* Begin DATA FOR THE TASK *
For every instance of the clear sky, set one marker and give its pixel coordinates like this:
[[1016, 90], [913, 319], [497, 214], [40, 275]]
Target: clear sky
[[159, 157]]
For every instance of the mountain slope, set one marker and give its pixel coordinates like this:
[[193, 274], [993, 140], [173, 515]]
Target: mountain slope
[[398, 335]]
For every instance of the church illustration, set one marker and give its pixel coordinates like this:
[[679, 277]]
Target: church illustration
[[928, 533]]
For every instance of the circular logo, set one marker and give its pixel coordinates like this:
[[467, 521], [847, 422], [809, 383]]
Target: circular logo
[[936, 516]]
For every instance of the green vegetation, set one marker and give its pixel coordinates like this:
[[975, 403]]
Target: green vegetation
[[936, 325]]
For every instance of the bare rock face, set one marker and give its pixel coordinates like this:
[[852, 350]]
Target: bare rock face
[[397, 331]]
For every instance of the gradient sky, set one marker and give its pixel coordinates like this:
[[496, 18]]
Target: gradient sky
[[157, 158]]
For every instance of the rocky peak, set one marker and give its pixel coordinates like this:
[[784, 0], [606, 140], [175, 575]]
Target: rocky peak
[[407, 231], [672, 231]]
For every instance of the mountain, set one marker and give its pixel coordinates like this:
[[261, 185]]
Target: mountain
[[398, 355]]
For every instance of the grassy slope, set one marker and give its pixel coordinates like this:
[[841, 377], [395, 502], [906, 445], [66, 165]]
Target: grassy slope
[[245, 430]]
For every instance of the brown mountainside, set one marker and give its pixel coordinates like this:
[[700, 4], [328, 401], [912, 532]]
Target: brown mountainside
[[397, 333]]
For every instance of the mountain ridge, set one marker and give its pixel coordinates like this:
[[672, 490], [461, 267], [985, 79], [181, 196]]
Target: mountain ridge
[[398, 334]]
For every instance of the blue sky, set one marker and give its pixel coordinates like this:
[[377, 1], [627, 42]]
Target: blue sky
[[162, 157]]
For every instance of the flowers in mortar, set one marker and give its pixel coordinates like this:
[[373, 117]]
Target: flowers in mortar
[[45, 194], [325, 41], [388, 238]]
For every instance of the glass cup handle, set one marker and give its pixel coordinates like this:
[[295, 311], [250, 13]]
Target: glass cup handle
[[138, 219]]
* End DATA FOR THE TASK *
WHAT YOU HAVE TO DO: Copy all of the data above line for line, with no changes.

FINAL ANSWER:
For every instance of the clear sky, set one marker and give its pixel coordinates like this:
[[1016, 90], [913, 319], [497, 214], [40, 275]]
Target: clear sky
[[159, 157]]
For every instance of the mountain slope, set one marker and give its pixel coordinates like this:
[[193, 274], [993, 140], [173, 515]]
Target: mountain slope
[[398, 335]]
For every instance of the church illustration, set one marker and give its pixel coordinates like this:
[[679, 277]]
Target: church illustration
[[928, 533]]
For every instance of the circular logo, set one marker and give its pixel coordinates like this:
[[467, 521], [847, 422], [809, 383]]
Target: circular logo
[[936, 516]]
For every instance of the green vegetation, set one marker and give its pixel coordinates like this:
[[975, 403]]
Target: green vegetation
[[936, 325]]
For every instance of the bare rock face, set one marker and give its pixel coordinates like this:
[[852, 350]]
Target: bare rock face
[[397, 331]]
For every instance of the gradient sky, set one marker and give its pixel coordinates like this:
[[496, 18]]
Target: gradient sky
[[157, 158]]
For every instance of the rocky peak, set one marker and give its pixel coordinates like this:
[[784, 0], [606, 140], [175, 575]]
Target: rocky peak
[[407, 231], [672, 231]]
For every instance of the mountain, set one marker and give its pixel coordinates like this:
[[261, 185]]
Target: mountain
[[398, 355]]
For every instance of the grassy slope, set one marker and give its pixel coordinates like this:
[[841, 377], [395, 502], [906, 445], [66, 165]]
Target: grassy slope
[[245, 430]]
For every instance of the brown mountainside, set one marker and give its pixel coordinates like this:
[[700, 4], [328, 401], [912, 532]]
Target: brown mountainside
[[397, 333]]
For every instance of the mountain ridge, set one marker and give its pixel coordinates like this:
[[672, 490], [461, 267], [985, 79], [181, 196]]
Target: mountain ridge
[[398, 334]]
For every instance of the blue sky, set one marker and give its pixel coordinates like this:
[[377, 1], [627, 42]]
Target: blue sky
[[162, 157]]
For every instance of the flowers in mortar, set one marker and give its pixel coordinates like this:
[[373, 117]]
Target: flowers in mortar
[[45, 194], [325, 41], [388, 238]]
For every instance of the glass cup handle, set one marker and give its pixel coordinates like this:
[[295, 311], [250, 13]]
Target: glass cup handle
[[138, 219]]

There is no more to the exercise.